═══ TEXT ═══
Ali Shirazi, an aide to Iranian Supreme Leader Khamenei, said that if "Zionist" pressure leads to a US attack on Iran, they will target Tel Aviv and US shipping in the Persian Gulf. An Israeli spokesman said the words "speak for themselves."
Iran will hit Tel Aviv, U.S. shipping in the Gulf and American interests around the world if it is attacked over its disputed nuclear activities, an aide to Iran's Supreme Leader was quoted as saying on Tuesday.
"The first bullet fired by America at Iran will be followed by Iran burning down its vital interests around the globe," the students news agency ISNA quoted Ali Shirazi as saying in a speech to Revolutionary Guards.
The United States and its allies suspect Iran is trying to build nuclear bombs. Tehran says its programme is peaceful.
"The Zionist regime is pressuring White House officials to attack Iran. If they commit such a stupidity, Tel Aviv and U.S. shipping in the Persian Gulf will be Iran's first targets and they will be burned," Shirazi was quoted as saying.
Shirazi, a mid-level cleric, is Supreme Leader Ayatollah Ali Khamenei's representative to the Revolutionary Guards.
"The Iranian nation will never accept bullying. The Iranian nation is a nation of believers which believes in jihad and martyrdom. No army in the world can confront it," he added.
In Jerusalem, Israeli Prime Minister Ehud Olmert's spokesman, Mark Regev, declined to comment on the threat to hit Tel Aviv, saying only: "Shirazi's words speak for themselves."
Israel, believed to be the Middle East's only nuclear-armed power, has vowed to prevent Iran from acquiring an atomic bomb. The United States says it wants to resolve the dispute by diplomacy but has not ruled out military action.
In April, Israel's Infrastructure Minister Binyamin Ben-Eliezer, who is a former army general and defence minister, told Israeli media: "An Iranian attack will prompt a severe reaction from Israel, which will destroy the Iranian nation."
Shirazi's comments intensified a war of words that has raised fears of military confrontation and helped boost world oil prices to record highs in recent weeks.
═══ DATASET EXTRACT ═══
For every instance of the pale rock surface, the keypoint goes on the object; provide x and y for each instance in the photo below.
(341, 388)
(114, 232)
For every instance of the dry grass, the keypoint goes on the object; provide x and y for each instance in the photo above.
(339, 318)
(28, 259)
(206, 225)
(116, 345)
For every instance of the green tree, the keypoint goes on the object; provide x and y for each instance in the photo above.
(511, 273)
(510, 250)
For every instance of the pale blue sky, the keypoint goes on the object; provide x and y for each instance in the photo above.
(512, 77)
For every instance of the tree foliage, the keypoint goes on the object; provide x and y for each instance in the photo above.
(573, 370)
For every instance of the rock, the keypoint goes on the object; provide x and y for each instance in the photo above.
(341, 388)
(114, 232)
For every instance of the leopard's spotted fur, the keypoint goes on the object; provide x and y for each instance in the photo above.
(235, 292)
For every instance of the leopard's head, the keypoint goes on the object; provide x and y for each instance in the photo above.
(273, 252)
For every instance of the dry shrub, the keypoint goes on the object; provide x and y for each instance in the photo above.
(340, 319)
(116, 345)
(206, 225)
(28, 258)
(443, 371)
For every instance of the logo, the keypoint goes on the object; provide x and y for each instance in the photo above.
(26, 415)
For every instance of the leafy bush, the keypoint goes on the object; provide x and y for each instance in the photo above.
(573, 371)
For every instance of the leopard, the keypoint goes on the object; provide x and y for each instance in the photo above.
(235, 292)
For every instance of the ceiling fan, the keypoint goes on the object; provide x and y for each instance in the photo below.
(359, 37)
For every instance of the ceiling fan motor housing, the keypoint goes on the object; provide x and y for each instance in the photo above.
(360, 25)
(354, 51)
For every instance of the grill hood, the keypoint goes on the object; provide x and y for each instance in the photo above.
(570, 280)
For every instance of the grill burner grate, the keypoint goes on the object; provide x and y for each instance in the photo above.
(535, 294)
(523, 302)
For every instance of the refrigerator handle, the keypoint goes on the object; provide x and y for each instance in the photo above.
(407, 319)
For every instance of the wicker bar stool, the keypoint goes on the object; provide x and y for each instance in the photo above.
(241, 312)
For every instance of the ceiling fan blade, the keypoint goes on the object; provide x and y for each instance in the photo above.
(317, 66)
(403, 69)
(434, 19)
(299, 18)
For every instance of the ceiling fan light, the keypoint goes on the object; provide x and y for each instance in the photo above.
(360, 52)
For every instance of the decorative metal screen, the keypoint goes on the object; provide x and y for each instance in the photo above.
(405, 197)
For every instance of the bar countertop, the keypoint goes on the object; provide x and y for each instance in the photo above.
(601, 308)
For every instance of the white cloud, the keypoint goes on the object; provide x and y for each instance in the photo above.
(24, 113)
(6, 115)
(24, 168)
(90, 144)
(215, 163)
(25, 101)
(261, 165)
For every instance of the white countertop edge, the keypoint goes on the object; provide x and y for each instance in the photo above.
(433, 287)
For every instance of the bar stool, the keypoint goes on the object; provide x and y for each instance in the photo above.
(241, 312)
═══
WORK REQUEST 1: Rewrite the stretch of the Iran threat report from "In Jerusalem, Israeli" through "out military action.", replacing "diplomacy" with "negotiation".
WORK REQUEST 2: According to the Iran threat report, what role does Ali Shirazi hold with respect to the Revolutionary Guards?
WORK REQUEST 3: Write what comes next in the Iran threat report after its final sentence.

EXERCISE RESULT 1:
In Jerusalem, Israeli Prime Minister Ehud Olmert's spokesman, Mark Regev, declined to comment on the threat to hit Tel Aviv, saying only: "Shirazi's words speak for themselves."
Israel, believed to be the Middle East's only nuclear-armed power, has vowed to prevent Iran from acquiring an atomic bomb. The United States says it wants to resolve the dispute by negotiation but has not ruled out military action.

EXERCISE RESULT 2: He is Supreme Leader Ayatollah Ali Khamenei's representative to the Revolutionary Guards.

EXERCISE RESULT 3:
"We will make the enemy regret threatening Iran," Mohammad Hejazi, deputy commander of the Revolutionary Guards, was quoted as saying by the semi-official Mehr news agency on Tuesday.
ISRAELI MARKETS UNMOVED
Tel Aviv is an Israeli coastal metropolis of about 2 million people. It was hit in 1991 by Scud missiles launched by Iraqi leader Saddam Hussein during a U.S.-led war with Baghdad.
Unlike other major Israeli cities such as Jerusalem and Haifa, it is home to relatively few Arabs.
The latest Iranian threats had little immediate impact on financial markets in Israel.
"This has no relevance on dollar-shekel trade. I assume if we see a strike, there will be a reaction," said Neil Corney, treasurer for Citigroup's Israel office in Tel Aviv.
"All this is sabre-rattling and Israel is trying to pressure the world to put some serious economic sanctions on Iran."
Joel Kirsch, head of equities trading at the Leader Capital Markets brokerage in Tel Aviv linked a market drop on Tuesday to banks selling off in Asia, not tension with Iran. "The conflict with Iran is somewhat priced into the market," he said.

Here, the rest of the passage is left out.